■ To be done:
Rewrite the listing below, swapping "wooden porch post" for "painted porch column" everywhere it occurs, and leave everything else unchanged.

■ Records shown:
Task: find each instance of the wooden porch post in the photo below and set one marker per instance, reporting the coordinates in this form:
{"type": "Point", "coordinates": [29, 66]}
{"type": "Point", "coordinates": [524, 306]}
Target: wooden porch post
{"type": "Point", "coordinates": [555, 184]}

■ Exercise response:
Task: find each instance of the painted porch column in the photo below and set one marker per instance, reporting the coordinates in this form:
{"type": "Point", "coordinates": [29, 66]}
{"type": "Point", "coordinates": [524, 306]}
Target: painted porch column
{"type": "Point", "coordinates": [555, 184]}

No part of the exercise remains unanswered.